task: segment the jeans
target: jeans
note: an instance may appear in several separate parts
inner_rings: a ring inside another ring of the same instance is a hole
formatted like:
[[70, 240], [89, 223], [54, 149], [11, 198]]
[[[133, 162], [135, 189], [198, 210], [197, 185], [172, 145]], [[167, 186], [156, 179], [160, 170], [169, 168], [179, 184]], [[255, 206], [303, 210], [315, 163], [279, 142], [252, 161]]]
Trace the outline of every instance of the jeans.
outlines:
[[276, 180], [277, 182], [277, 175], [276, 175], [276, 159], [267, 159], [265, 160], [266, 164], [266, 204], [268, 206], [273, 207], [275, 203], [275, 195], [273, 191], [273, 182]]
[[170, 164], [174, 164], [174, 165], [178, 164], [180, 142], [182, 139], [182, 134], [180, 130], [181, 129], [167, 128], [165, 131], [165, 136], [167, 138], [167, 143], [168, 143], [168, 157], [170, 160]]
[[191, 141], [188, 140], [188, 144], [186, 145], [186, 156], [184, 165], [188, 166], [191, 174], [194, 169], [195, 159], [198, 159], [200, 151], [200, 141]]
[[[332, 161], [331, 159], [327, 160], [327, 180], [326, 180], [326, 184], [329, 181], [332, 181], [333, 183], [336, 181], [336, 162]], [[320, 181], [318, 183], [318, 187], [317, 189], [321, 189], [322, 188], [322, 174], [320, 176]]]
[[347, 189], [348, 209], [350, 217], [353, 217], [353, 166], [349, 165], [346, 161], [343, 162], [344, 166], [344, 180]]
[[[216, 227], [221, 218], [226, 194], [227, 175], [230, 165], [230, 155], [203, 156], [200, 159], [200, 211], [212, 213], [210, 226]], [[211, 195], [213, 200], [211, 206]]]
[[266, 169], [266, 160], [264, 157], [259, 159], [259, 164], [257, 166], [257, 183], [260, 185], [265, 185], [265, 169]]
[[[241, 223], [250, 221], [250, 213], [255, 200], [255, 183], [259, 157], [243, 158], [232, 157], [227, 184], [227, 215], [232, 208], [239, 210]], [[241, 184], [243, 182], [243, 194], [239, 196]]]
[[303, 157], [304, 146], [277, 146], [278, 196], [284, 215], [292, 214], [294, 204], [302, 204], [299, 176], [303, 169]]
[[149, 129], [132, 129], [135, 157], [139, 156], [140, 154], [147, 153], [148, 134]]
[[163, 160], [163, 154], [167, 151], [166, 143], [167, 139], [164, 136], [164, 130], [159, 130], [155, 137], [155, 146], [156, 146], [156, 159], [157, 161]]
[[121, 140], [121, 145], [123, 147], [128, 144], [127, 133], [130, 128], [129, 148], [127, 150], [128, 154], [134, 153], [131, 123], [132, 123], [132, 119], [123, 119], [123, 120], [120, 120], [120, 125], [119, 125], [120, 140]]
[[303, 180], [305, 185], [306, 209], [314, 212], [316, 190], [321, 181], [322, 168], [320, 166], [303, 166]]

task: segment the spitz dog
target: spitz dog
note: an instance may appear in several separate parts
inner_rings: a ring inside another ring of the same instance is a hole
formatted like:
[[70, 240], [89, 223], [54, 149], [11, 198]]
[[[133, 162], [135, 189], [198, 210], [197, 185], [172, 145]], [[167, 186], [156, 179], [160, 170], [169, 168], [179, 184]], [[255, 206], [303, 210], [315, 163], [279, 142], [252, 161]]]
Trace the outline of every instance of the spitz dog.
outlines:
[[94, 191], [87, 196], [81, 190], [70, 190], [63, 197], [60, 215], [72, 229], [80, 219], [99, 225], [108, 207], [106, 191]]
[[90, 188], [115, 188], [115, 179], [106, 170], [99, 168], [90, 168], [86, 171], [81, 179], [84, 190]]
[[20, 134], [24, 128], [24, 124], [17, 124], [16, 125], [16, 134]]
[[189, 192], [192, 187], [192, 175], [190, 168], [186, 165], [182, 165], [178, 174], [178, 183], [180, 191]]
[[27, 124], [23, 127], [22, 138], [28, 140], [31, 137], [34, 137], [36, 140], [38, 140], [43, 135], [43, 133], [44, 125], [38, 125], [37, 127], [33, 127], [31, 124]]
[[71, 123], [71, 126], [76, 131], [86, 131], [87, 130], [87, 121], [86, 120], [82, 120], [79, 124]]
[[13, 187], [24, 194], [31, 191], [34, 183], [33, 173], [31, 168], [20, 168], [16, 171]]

- **Description of the task**:
Above are lines of data; count those that hold "every" and answer with the number only.

- **Reply**:
2